** Opening TEXT EXCERPT block **

- Prunus virginiana L.
- Rose family
black cherry bark
Parts Usually Used
Barks and fruits
Description of Plant(s) and Culture
A North American wild cherry tree (Prunus virginiana) and its astringent
fruit are called chokecherry. This shrub or small fruit tree grows
to 20 feet in height. Smaller than the black cherry. Leaves are oval,
sharp-toothed, midrib hairless. Flowers white, in the thicker raceme.
Blooms April to July. Fruits are reddish. Non-aromatic bark.
Also known as chokecherry (Prunus demissa) and (P. melanocarpa).
These were used by Native Americans to make pemmican, mixed with elk,
deer meat and fat back; used as traveling rations as well as everyday
food. Paiute name for the chokecherry "Daw-esha-boi".
Found in thickets chokecherry can be located in North Carolina, Missouri,
Louisiana, Kansas to Canada. Native to North America.
Antitussive, pectoral, astringent, carminative, sedative
Hydrocyanic, glycoside, isoamygdaline, organic acids, tannin.

** Closing TEXT EXCERPT block **
** Opening LISTED ENTRIES block **

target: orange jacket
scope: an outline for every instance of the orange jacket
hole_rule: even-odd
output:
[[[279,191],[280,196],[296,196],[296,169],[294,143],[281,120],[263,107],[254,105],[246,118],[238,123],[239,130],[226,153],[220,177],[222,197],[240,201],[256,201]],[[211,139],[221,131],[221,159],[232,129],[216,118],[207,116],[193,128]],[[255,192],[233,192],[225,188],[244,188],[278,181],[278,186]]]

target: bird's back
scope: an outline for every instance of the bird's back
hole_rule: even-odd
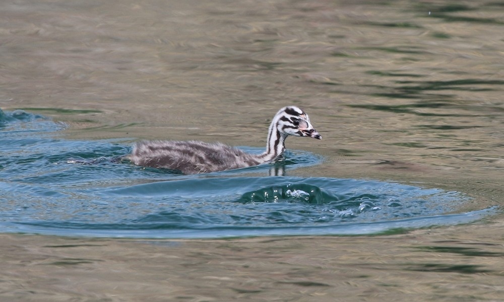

** Closing LISTED ENTRIES block **

• **EXERCISE GOAL**
Answer these questions from the chokecherry entry.
1. To what height does the shrub or small tree grow?
2. During which months does it bloom?
3. What did Native Americans mix the fruit with to make pemmican?
You won't need the records for what follows.

• **REPLY**
1. To 20 feet.
2. April to July.
3. Elk, deer meat and fat back.